**REQUIREMENT 1**
In the expert opinion on transvaginal mesh, what are the scar contracture and "shrinkage" of the defendant's mesh implants said to cause?
**REQUIREMENT 2**
Retype the passage of the expert opinion on transvaginal mesh starting with "It is also my" and going on through "the vaginal wall.".

[SELECTED EXCERPT Boundary: Start]

It is my professional opinion, to a reasonable degree of medical certainty, that when implanted using the manufacturer’s prescribed method, the anterior and posterior the defendant’s transvaginally placed transverse spanning meshes act in a way to cause unpredictable combinations of pelvic pain, pelvic muscle spasm, pain with sexual intercourse, pain with defecation, difficult bowel evacuation, difficult bladder emptying, paresthesias, tingling, pain, and numbness in the vulva and perineum of women in whom it is implanted, as well as increased likelihood of eventual mesh erosion into the vagina.
Furthermore, in my professional opinion, to a reasonable degree of medical certainty, when the mesh is passed transvaginally into the vaginal clean-contaminated wound, there will inevitably be contamination of the mesh material by bacteria of rectal origin, thereby increasing the risk of an inflammatory immune response, which would cause delayed healing, extrusion, and/or erosion of the mesh material through the vaginal wall, associated with vaginal bleeding and the development of asymmetric, contracted, painful scar tissue associated with the implanted mesh main body and arms.
It is also my professional opinion that, in women who have had pelvic organ prolapse surgery, re-operation rates in women who have undergone transvaginal mesh placement are not lower when compared to abdominal sacrocolpopexy and other types of prolapse surgery and that, once the defendant’s armed mesh devices are implanted, they are almost impossible to entirely remove after erosion of the mesh into the vagina has occurred and removal of some of the mesh may not alleviate clinically significant symptoms.
In my opinion, the disproportionate and asymmetrical scar contracture and “shrinkage” of the defendant’s mesh implants cause vaginal and pelvic pain and result in erosion of the mesh into and through the vaginal wall.

[SELECTED EXCERPT Boundary: End]
[DATA RECORDS Boundary: Start]

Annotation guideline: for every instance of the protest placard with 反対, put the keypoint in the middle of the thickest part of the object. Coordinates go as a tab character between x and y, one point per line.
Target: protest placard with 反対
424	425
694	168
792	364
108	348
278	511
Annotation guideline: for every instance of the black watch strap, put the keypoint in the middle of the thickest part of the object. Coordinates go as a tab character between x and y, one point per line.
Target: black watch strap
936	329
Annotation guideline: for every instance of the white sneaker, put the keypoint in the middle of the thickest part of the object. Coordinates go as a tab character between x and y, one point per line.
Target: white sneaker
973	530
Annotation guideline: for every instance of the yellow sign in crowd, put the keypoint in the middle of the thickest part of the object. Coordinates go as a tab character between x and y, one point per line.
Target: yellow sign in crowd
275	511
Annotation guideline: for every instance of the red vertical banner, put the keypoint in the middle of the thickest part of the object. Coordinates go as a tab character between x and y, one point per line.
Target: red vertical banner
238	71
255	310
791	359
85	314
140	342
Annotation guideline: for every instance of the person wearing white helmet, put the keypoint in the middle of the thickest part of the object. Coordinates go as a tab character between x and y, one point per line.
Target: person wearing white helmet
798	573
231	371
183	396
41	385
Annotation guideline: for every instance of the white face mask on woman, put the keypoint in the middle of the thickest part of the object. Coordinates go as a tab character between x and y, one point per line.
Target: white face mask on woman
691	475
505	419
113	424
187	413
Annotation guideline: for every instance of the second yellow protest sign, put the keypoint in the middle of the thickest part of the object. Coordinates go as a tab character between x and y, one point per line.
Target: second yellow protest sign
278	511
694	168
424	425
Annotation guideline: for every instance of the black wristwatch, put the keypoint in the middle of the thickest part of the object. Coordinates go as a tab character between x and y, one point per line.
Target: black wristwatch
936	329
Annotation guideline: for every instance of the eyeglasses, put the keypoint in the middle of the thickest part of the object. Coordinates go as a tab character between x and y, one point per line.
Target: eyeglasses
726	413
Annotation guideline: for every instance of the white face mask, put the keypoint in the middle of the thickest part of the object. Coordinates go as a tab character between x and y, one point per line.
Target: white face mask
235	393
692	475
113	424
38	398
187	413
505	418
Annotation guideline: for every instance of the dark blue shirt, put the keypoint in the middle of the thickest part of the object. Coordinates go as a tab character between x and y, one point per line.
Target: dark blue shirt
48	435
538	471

[DATA RECORDS Boundary: End]

**ANSWER SPACE 1**
Vaginal and pelvic pain, and erosion of the mesh into and through the vaginal wall.

**ANSWER SPACE 2**
It is also my professional opinion that, in women who have had pelvic organ prolapse surgery, re-operation rates in women who have undergone transvaginal mesh placement are not lower when compared to abdominal sacrocolpopexy and other types of prolapse surgery and that, once the defendant’s armed mesh devices are implanted, they are almost impossible to entirely remove after erosion of the mesh into the vagina has occurred and removal of some of the mesh may not alleviate clinically significant symptoms.
In my opinion, the disproportionate and asymmetrical scar contracture and “shrinkage” of the defendant’s mesh implants cause vaginal and pelvic pain and result in erosion of the mesh into and through the vaginal wall.